-- Prompt --
Within the material, how many of the lines include the word "seam"? State only that number.
-- Records to use follows --
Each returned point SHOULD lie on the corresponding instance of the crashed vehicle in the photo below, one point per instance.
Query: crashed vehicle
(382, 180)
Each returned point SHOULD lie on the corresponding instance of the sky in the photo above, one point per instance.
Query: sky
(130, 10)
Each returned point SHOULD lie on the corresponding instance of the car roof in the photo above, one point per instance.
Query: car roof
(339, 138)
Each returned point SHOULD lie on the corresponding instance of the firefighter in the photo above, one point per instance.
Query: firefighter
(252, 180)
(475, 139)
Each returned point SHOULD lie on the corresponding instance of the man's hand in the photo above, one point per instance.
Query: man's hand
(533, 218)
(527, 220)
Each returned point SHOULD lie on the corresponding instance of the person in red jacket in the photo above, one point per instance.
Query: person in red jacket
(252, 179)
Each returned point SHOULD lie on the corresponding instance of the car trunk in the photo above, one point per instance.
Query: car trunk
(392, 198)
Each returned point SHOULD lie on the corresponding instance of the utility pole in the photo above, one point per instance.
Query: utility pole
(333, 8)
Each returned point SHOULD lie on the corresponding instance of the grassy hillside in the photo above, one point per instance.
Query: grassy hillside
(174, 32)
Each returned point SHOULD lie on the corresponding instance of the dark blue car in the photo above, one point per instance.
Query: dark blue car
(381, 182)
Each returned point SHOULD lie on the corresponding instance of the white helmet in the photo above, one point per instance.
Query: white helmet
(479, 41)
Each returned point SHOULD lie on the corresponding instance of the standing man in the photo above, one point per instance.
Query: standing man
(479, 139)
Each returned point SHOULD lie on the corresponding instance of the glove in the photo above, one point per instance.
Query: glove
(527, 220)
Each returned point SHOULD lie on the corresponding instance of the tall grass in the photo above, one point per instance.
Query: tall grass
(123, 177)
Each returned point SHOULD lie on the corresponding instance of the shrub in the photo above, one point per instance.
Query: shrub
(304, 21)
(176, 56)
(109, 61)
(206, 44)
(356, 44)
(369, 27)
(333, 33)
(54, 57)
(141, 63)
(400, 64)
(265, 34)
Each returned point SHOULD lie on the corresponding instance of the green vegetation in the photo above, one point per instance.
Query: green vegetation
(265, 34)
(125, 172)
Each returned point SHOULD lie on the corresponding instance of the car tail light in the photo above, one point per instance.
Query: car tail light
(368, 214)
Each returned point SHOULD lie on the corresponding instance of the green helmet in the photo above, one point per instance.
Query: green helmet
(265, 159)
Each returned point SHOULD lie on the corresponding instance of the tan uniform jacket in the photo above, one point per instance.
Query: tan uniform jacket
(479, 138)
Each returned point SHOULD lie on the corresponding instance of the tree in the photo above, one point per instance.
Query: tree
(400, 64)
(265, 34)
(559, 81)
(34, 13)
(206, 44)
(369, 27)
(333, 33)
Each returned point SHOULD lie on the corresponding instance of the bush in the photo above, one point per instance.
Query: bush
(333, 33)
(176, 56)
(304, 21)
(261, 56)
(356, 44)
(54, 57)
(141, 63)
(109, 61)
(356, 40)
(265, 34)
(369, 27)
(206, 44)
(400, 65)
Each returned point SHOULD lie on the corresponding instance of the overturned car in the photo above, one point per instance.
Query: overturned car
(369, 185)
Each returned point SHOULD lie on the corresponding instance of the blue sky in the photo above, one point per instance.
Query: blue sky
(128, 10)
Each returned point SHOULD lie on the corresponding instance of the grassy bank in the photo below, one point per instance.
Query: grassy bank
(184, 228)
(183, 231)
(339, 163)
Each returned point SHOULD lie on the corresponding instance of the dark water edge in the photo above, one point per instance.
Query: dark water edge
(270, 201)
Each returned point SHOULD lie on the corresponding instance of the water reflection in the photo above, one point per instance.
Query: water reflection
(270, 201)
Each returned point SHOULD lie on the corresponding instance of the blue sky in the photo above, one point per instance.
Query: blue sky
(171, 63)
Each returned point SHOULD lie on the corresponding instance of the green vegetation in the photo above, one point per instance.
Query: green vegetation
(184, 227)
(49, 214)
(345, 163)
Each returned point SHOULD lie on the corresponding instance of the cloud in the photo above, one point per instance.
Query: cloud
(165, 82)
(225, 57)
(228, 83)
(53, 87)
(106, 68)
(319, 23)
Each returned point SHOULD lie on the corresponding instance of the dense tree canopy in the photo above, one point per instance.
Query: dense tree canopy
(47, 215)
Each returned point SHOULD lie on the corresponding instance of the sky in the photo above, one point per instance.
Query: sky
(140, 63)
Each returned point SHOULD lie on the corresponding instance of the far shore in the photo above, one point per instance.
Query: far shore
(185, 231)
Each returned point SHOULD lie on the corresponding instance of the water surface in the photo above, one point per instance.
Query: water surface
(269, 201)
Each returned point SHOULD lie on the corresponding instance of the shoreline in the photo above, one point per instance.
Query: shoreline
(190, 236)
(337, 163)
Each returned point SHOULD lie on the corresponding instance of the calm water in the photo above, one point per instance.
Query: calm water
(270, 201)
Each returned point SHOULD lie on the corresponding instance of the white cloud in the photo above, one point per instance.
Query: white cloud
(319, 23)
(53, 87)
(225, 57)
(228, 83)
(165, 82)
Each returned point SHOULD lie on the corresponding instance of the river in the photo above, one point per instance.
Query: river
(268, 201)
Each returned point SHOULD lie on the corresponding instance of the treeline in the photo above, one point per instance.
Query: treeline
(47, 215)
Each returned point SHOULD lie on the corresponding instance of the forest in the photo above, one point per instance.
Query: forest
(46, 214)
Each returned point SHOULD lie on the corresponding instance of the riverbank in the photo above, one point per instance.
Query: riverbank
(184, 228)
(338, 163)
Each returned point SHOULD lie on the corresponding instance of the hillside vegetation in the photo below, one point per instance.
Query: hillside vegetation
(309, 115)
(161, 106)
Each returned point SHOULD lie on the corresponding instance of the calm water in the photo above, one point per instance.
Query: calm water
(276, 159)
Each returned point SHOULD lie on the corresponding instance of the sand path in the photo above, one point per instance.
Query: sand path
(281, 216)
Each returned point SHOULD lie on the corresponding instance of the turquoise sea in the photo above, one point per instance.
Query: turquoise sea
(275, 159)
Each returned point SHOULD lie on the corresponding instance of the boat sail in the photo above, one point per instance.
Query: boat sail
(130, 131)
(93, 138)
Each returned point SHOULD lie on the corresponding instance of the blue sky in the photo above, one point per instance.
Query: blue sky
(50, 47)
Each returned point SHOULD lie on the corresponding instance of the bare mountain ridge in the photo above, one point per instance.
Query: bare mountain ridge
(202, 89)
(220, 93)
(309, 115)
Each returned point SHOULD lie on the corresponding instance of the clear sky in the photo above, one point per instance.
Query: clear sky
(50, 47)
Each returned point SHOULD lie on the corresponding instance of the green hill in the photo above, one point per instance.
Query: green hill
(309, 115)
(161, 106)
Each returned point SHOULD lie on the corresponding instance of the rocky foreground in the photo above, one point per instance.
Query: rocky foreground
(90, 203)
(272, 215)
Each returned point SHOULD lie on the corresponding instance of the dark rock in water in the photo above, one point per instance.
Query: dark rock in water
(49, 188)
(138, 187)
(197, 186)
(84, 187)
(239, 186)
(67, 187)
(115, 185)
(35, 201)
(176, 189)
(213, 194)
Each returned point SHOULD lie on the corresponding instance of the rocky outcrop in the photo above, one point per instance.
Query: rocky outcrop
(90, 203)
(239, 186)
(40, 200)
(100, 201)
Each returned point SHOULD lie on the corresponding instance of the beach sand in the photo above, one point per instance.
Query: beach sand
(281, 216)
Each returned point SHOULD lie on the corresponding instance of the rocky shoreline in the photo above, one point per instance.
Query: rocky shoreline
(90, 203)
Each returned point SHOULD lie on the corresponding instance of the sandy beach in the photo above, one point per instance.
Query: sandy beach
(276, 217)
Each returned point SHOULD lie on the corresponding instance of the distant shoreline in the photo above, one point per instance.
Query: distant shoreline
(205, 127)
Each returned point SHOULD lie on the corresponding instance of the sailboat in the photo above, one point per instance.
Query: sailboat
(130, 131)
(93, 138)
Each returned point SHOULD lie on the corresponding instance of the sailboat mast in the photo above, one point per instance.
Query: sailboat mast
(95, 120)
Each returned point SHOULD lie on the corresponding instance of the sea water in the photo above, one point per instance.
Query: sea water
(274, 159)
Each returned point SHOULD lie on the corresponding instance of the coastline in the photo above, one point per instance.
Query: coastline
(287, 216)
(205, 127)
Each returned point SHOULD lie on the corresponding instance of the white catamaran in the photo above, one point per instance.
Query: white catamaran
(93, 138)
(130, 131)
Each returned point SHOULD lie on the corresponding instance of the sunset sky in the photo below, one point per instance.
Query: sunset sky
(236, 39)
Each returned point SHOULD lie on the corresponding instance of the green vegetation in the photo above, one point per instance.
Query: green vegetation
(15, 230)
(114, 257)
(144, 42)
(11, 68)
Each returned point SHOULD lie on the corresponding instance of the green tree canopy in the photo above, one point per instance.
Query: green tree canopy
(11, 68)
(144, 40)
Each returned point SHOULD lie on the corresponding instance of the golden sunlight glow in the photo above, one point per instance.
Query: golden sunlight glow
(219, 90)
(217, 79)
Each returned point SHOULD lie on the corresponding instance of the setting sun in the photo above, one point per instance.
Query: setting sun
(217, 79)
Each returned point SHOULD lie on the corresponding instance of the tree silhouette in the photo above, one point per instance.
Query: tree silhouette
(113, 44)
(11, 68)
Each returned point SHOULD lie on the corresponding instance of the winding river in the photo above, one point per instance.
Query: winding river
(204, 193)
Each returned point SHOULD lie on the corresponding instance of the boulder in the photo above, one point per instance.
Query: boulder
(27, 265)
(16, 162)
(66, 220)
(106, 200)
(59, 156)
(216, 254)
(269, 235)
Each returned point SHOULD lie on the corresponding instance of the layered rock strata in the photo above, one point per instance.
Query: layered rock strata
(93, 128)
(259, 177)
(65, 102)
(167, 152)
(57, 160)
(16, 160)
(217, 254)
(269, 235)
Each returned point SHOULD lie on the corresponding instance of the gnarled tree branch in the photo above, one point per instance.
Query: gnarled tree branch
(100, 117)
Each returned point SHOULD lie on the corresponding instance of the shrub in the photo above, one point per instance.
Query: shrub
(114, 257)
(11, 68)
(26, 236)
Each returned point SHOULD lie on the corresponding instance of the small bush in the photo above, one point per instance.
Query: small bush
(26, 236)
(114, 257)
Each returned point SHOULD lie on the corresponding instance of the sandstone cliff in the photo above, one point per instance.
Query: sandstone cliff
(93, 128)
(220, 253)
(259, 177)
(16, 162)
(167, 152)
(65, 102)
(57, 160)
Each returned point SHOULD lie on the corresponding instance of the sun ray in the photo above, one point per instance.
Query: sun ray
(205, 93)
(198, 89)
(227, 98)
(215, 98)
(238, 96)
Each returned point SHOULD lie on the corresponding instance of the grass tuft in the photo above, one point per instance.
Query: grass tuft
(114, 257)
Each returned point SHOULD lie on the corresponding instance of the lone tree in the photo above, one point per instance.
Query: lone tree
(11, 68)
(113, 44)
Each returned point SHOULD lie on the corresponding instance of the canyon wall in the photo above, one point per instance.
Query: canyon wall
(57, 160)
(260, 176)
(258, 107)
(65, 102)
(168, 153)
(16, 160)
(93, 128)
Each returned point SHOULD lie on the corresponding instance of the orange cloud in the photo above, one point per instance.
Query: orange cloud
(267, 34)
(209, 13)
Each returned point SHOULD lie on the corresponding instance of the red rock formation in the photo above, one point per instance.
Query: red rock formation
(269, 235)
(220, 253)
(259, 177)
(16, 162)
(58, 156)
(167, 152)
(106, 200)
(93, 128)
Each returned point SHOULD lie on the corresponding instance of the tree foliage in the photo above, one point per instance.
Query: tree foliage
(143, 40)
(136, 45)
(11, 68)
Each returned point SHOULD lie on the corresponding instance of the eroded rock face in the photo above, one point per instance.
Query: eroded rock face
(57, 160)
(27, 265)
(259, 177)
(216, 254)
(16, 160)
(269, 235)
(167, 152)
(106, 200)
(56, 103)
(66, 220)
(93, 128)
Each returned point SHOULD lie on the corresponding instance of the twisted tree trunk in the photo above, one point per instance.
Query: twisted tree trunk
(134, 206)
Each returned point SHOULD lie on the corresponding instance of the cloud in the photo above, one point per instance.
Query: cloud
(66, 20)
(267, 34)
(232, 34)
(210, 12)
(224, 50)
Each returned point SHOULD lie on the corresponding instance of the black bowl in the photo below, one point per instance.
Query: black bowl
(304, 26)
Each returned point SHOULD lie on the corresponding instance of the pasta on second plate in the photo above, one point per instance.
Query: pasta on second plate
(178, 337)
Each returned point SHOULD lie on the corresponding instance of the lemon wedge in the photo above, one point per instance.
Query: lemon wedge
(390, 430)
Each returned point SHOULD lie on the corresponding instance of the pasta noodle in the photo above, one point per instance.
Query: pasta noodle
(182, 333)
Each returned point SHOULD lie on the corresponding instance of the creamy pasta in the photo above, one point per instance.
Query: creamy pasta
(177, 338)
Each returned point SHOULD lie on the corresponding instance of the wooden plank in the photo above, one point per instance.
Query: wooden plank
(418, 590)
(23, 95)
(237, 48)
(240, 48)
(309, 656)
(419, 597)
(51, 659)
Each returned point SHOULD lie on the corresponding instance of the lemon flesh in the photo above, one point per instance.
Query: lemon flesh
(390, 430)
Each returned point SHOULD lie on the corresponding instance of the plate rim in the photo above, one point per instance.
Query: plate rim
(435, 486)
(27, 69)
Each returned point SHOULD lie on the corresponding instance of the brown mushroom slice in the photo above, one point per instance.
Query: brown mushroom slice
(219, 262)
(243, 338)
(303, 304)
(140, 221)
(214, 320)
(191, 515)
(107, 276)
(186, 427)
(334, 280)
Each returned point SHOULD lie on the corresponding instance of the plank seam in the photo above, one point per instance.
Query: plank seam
-- Records to use concluded --
-- The completed task --
2